(Page excerpt)

Police and crime commissioner candidate Rupert Moss-Eccardt has called for the enquiry office at Ely Police Station to re-open on a full-time basis.

He said: "It is a long way to go to the next police at Cambridge or at March, if you are lucky to find that one open."

Mr Moss-Eccardt, the Lib Dem candidate, says the office closed last October because of sickness but re-opened on Monday afternoons in late January for a once a week surgery.

"My understanding is that the enquiry office was staffed by two people, one of them got moved elsewhere within the force.

"And the other person unfortunately became ill and is still off sick.

"As PCC I'll at the very minimum find out what they tried to do to fill the slot - it ought to be possible to squeeze funds to keep the office open at usual hours."

Mr Moss-Eccardt believes that if the intention was to close it permanently - or to only open one afternoon a week - it should have made a policy issue and debated locally.

"There is of course a yellow - phone outside but that's not quite good enough," he said. People need to use their local police station to report crime and pass on information.

(End Page excerpt)
(Records supplied)

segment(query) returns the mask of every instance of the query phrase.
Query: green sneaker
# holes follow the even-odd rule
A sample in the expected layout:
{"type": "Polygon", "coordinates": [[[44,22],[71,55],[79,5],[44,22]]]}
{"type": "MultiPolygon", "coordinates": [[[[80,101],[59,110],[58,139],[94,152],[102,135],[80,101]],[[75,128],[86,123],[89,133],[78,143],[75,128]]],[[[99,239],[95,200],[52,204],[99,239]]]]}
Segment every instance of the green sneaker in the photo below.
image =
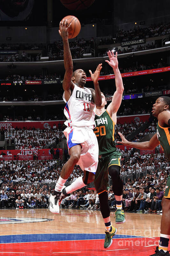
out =
{"type": "Polygon", "coordinates": [[[106,235],[104,243],[104,248],[105,249],[108,248],[111,245],[113,242],[112,237],[115,235],[116,235],[117,232],[117,228],[114,227],[113,226],[111,226],[111,227],[112,228],[112,230],[111,232],[107,231],[105,231],[106,235]]]}
{"type": "Polygon", "coordinates": [[[124,223],[126,221],[124,212],[121,209],[117,209],[115,212],[115,216],[114,218],[116,218],[116,224],[124,223]]]}

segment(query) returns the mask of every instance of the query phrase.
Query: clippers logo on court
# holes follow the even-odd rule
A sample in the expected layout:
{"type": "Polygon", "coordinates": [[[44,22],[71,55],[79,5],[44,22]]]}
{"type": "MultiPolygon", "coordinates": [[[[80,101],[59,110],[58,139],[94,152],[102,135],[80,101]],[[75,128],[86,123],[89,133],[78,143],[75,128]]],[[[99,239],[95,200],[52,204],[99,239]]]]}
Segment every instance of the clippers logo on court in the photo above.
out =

(End Records supplied)

▶ _List of tasks_:
A. Can you write out the passage of the Ely Police Station article from "Mr Moss-Eccardt, the" to "pass on information." word for word?
B. Can you continue the article on the Ely Police Station enquiry office from where it stops?

▶ _Task-by-task results_:
A.
Mr Moss-Eccardt, the Lib Dem candidate, says the office closed last October because of sickness but re-opened on Monday afternoons in late January for a once a week surgery.

"My understanding is that the enquiry office was staffed by two people, one of them got moved elsewhere within the force.

"And the other person unfortunately became ill and is still off sick.

"As PCC I'll at the very minimum find out what they tried to do to fill the slot - it ought to be possible to squeeze funds to keep the office open at usual hours."

Mr Moss-Eccardt believes that if the intention was to close it permanently - or to only open one afternoon a week - it should have made a policy issue and debated locally.

"There is of course a yellow - phone outside but that's not quite good enough," he said. People need to use their local police station to report crime and pass on information.

B.
"There is also the challenge of being stopped by police and required to produce your papers - you go to Ely and find there is no one in the inquiry office to check them.

"If you didn't know it was closed and had gone there to produce documents and fail to do so because its close you could accidentally create criminals just because of a bit of staffing," said Mr Moss Eccardt.

He accepted there was a move nationally to use other channels to communicate with police "but that does not substitute when you need to present papers or want a face to face interview".

Mr Moss-Eccardt said decisions on whether to close local enquiry offices should be in police and crime panel annual report.

He wondered if Cambridgeshire police "have simply lost the lost the enthusiasm to keep it open

" Obviously people off sick is more difficult but you'd think there would be resilience in the force to cope with staff illness".

Cambridgeshire police said the public are invited to go along and discuss any policing issues that may be affecting them as an individual or as a community.

Officers are still working from the station and appointments are being taken.

Sergeant Mark Rabel said: "We want to offer our communities an opportunity to come and speak to us, face-to-face on a regular basis".